[GIVEN DATA Boundary: Start]

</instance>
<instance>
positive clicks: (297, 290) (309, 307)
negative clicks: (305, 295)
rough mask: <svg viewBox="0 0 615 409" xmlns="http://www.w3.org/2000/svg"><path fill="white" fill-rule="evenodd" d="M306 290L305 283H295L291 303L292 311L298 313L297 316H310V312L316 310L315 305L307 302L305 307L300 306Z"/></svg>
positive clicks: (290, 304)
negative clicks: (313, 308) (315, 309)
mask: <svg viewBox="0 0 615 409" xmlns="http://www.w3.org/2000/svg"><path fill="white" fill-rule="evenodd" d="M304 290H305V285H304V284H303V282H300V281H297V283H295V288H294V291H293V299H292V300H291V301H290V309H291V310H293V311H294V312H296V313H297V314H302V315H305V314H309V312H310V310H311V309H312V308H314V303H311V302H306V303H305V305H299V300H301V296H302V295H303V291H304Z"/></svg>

[GIVEN DATA Boundary: End]

- **WHAT YOU SHOULD DO**: Nothing in the data may be omitted; transcribe it exactly.

- **SOLUTION**:
</instance>
<instance>
positive clicks: (297, 290) (309, 307)
negative clicks: (305, 295)
rough mask: <svg viewBox="0 0 615 409" xmlns="http://www.w3.org/2000/svg"><path fill="white" fill-rule="evenodd" d="M306 290L305 283H295L291 303L292 311L298 313L297 316H310V312L316 310L315 305L307 302L305 307L300 306Z"/></svg>
positive clicks: (290, 304)
negative clicks: (313, 308) (315, 309)
mask: <svg viewBox="0 0 615 409" xmlns="http://www.w3.org/2000/svg"><path fill="white" fill-rule="evenodd" d="M304 290H305V285H304V284H303V282H300V281H297V283H295V288H294V291H293V299H292V300H291V301H290V309H291V310H293V311H294V312H296V313H297V314H302V315H305V314H309V312H310V310H311V309H312V308H314V303H311V302H306V303H305V305H299V300H301V296H302V295H303V291H304Z"/></svg>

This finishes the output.